Repeat all of the material below exactly as written, images excluded.

[Location annotation dataset excerpts]
******************************

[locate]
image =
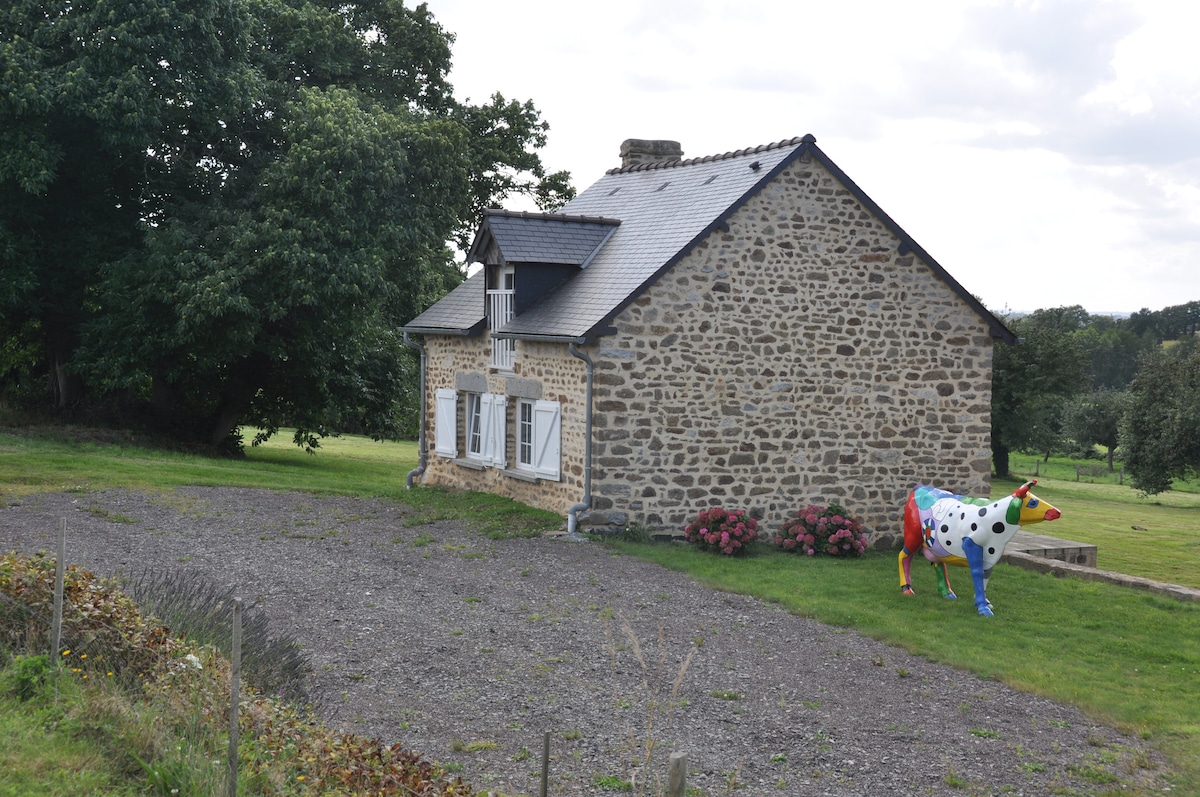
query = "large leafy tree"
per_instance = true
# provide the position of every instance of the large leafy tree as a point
(1161, 432)
(1031, 381)
(1095, 419)
(220, 210)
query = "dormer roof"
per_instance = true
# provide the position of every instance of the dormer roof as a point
(507, 238)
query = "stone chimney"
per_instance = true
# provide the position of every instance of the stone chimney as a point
(635, 151)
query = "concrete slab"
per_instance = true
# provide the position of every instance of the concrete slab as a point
(1053, 547)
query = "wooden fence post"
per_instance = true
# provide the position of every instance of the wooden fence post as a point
(234, 696)
(677, 777)
(59, 575)
(545, 763)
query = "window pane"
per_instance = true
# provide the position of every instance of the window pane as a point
(525, 433)
(474, 438)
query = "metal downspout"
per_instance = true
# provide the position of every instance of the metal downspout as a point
(423, 447)
(574, 511)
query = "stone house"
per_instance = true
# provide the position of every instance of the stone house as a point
(747, 329)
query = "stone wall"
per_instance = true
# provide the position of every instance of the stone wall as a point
(799, 357)
(541, 371)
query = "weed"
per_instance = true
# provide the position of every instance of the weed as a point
(1092, 773)
(611, 783)
(955, 780)
(725, 695)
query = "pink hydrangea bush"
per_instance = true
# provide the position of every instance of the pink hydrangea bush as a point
(822, 529)
(723, 531)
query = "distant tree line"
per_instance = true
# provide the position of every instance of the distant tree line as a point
(216, 214)
(1077, 381)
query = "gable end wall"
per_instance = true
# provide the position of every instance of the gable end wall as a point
(797, 358)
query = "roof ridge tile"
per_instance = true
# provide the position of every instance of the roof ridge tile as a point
(708, 159)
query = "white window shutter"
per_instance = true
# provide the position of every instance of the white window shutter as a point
(547, 438)
(492, 411)
(445, 432)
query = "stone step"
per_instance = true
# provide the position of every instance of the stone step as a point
(1061, 557)
(1051, 547)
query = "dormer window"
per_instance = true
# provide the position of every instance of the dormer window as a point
(501, 289)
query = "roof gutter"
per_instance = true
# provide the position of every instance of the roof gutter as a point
(573, 514)
(423, 447)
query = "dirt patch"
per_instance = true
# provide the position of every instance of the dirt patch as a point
(468, 649)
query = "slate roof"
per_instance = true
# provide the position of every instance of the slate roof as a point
(460, 312)
(664, 210)
(540, 238)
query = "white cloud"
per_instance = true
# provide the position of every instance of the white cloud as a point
(1047, 153)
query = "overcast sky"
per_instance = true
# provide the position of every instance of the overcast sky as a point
(1044, 153)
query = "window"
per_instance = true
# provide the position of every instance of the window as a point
(485, 427)
(474, 419)
(445, 431)
(501, 291)
(539, 437)
(525, 435)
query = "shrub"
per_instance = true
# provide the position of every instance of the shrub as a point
(723, 531)
(822, 529)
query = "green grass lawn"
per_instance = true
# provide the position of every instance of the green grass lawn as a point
(1165, 544)
(1127, 658)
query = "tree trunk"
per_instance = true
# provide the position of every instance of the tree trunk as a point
(1000, 460)
(65, 388)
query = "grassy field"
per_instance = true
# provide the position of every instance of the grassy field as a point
(1126, 658)
(1155, 537)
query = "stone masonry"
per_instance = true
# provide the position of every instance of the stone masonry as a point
(799, 357)
(541, 371)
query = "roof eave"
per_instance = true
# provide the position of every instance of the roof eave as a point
(469, 331)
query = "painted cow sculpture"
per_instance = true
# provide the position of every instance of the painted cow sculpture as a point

******************************

• _Solution below_
[locate]
image =
query = "large leafy tree"
per_instance = true
# provide the position of every instance of the large leafy tree as a point
(1161, 432)
(1031, 381)
(1095, 419)
(220, 210)
query = "dormer roof"
per_instance = true
# provide the position of every instance of the dormer roof as a point
(507, 238)
query = "stone chimney"
per_instance = true
# provide the position of every instance of the stone chimney as a point
(635, 151)
query = "concrete slab"
per_instance = true
# provide the position of every instance of the concrete slab as a point
(1053, 547)
query = "wooden fence post"
per_instance = true
# provide the position of every instance of the wooden fence post as a point
(234, 696)
(677, 777)
(59, 575)
(545, 763)
query = "window pane"
per_instance = true
# provide the position of every instance of the window pane as a point
(525, 433)
(474, 438)
query = "metal downspout"
per_instance = true
# provide the position of every instance of the metal downspout as a point
(423, 447)
(574, 511)
query = "stone house"
per_instance = true
# provide the position of every instance of the stone house as a point
(747, 329)
query = "stone wall"
per_instance = true
# provide the position of every instance of the stone wall as a point
(799, 357)
(541, 371)
query = "weed"
per_instance = true
# provide the position of every instance of the weed as a point
(1092, 773)
(611, 783)
(955, 780)
(725, 695)
query = "pink hydrangea bush"
per_instance = true
# provide the position of every instance of the pink hydrangea bush as a point
(822, 529)
(723, 531)
query = "distant tree line"
per_instance = true
# provide the position of every instance of the distant tree line as a point
(216, 214)
(1077, 381)
query = "gable end wall"
per_instance = true
# provide the position of every instance of the gable end wall as a point
(797, 358)
query = "roof ridge tile"
per_instance = true
# provide the position of every instance of the roof ridge tile as a point
(708, 159)
query = "white window shutter"
per_instance = true
# provide the position of every instance of the white window shutter as a point
(547, 438)
(492, 411)
(445, 432)
query = "stone step"
per_instance = true
# provide the position of every instance of the stone step as a point
(1061, 557)
(1051, 547)
query = "dormer window"
per_instance = true
# provide the position of every instance of the dormer window as a point
(501, 289)
query = "roof gutter"
per_instance = true
# provide the position of every instance of the roof gutter as a point
(573, 514)
(423, 447)
query = "dirt patch"
per_instance = true
# provide the position of every instance of the dirt patch as a point
(468, 649)
query = "slate roof"
per_instance = true
# provide the position of every instance of the slate roof as a point
(460, 312)
(664, 210)
(540, 238)
query = "white cloud"
per_instance = true
# provide the position of every instance of the white cloud as a point
(1047, 153)
query = "overcast sky"
per_instance = true
# provide the position of every instance of the overcast sky as a point
(1044, 153)
query = "window"
per_instance = true
# provide the position of every instance of the window as a point
(485, 427)
(474, 419)
(445, 431)
(501, 291)
(539, 437)
(525, 435)
query = "shrub"
per_instance = true
# provide the position of every instance of the shrub as a point
(723, 531)
(822, 529)
query = "green grass lawn"
per_instance = true
# provide the position of every instance of the green grass lawn as a point
(1165, 544)
(1127, 658)
query = "tree trunk"
per_instance = true
# provide the position of every instance of the tree trunk as a point
(1000, 460)
(65, 388)
query = "grassy field"
per_instance = true
# provide the position of every instance of the grassy field as a point
(1126, 658)
(1155, 537)
query = "stone masonry"
per_instance = true
# provide the position of every instance of the stone masonry as a point
(799, 357)
(541, 371)
query = "roof eave"
per_instance = true
# provide the position of every instance of the roof eave as a point
(469, 331)
query = "painted cow sculpture"
per_instance = true
# provide the position of every instance of the painted cow sculpture as a point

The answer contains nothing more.